Could you write out the listing below again, swapping every "photo above" for "image shown" and changing nothing else? Leave the pictures out of your answer.

* START Data rows *

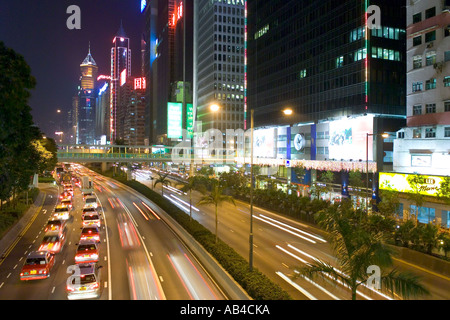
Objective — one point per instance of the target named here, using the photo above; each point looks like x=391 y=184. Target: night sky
x=37 y=30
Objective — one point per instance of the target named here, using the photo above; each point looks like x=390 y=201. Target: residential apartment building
x=424 y=144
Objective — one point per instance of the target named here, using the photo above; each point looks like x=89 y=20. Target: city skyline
x=54 y=52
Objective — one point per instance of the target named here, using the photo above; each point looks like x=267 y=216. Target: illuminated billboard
x=123 y=77
x=399 y=182
x=140 y=83
x=174 y=120
x=348 y=139
x=264 y=143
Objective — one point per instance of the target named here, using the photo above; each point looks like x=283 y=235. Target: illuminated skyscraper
x=120 y=71
x=86 y=100
x=89 y=72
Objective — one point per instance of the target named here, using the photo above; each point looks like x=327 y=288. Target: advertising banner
x=348 y=139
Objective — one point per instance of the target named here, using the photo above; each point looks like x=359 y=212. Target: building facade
x=422 y=147
x=86 y=101
x=219 y=63
x=168 y=60
x=344 y=79
x=424 y=144
x=120 y=72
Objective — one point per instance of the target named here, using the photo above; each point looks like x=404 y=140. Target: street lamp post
x=251 y=191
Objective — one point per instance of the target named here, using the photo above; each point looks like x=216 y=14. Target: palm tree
x=356 y=248
x=216 y=197
x=192 y=184
x=163 y=180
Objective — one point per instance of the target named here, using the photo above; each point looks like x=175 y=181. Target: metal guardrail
x=78 y=156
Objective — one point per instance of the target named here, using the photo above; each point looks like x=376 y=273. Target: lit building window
x=417 y=62
x=430 y=133
x=430 y=84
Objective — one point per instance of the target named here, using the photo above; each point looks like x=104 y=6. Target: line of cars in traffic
x=85 y=280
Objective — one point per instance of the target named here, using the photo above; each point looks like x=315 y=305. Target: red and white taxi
x=37 y=265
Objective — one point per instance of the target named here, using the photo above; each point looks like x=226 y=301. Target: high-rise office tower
x=168 y=58
x=120 y=72
x=219 y=63
x=423 y=146
x=102 y=113
x=86 y=100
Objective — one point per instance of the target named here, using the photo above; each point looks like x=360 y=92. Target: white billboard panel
x=348 y=139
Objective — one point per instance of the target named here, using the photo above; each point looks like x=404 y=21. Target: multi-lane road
x=141 y=257
x=281 y=245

* END Data rows *

Result of this exercise:
Objective — one point per instance of the target named here, using the image shown; each point looks like x=391 y=184. Target: night sky
x=37 y=30
Objective — one point per instance of the target named here, using the image shown; each point looks like x=390 y=201. Target: residential apartment building
x=424 y=144
Objective — one point per instance of the target named here, using the image shown; each point looks like x=89 y=20. Target: city skyline
x=54 y=52
Objective — one point per instance of the target named here, using the image shown; each point looks like x=267 y=216. Target: illuminated billboard
x=123 y=77
x=399 y=182
x=140 y=83
x=174 y=120
x=348 y=139
x=264 y=143
Objective — one point per instance of the target named here, using the image shown; each point looks like x=283 y=235. Target: illuminated skyscraper
x=120 y=71
x=86 y=100
x=89 y=72
Objective — one point per instance of the target named here, using the image shown; each point looks like x=327 y=288. Target: advertising banner
x=348 y=139
Objective — one point per instance of the target named here, using the image shown; each point looks like x=359 y=212. Target: building facade
x=422 y=147
x=86 y=101
x=219 y=63
x=168 y=60
x=344 y=79
x=424 y=144
x=120 y=72
Objective — one point per instance of the target named here, using the image shown; each point looks like x=404 y=140. Target: street lamp post
x=251 y=191
Objective — one point per instance of the target named here, using the image shown; each point looks like x=216 y=14. Target: palm tree
x=356 y=248
x=216 y=197
x=192 y=184
x=163 y=180
Objective — one point per instance of the target named here, using the image shown; each point looks like x=175 y=181. Target: metal guardrail
x=78 y=156
Objective — one point per instance of the target named here, using the image shown; each point looks like x=376 y=273. Target: lit building window
x=417 y=62
x=430 y=133
x=430 y=84
Objective — one point per instance of the target named here, using the image shown; each point looks like x=104 y=6. Target: line of cars in traffic
x=85 y=280
Objective — one point per instance of the target named here, using the image shown; each point looks like x=315 y=305. Target: red and white taxi
x=37 y=265
Objective — one point per instance of the target named here, using the image shown; each point looks like x=226 y=301. Target: high-rise office tower
x=168 y=58
x=120 y=72
x=219 y=63
x=423 y=146
x=102 y=113
x=86 y=100
Objective — one point per instance of the target named here, using the image shown; each point looks like x=360 y=92. Target: white billboard panel
x=348 y=139
Objective — one point per instance of the target named here, using the image shown; each point looks like x=404 y=21. Target: multi-lane road
x=141 y=257
x=281 y=245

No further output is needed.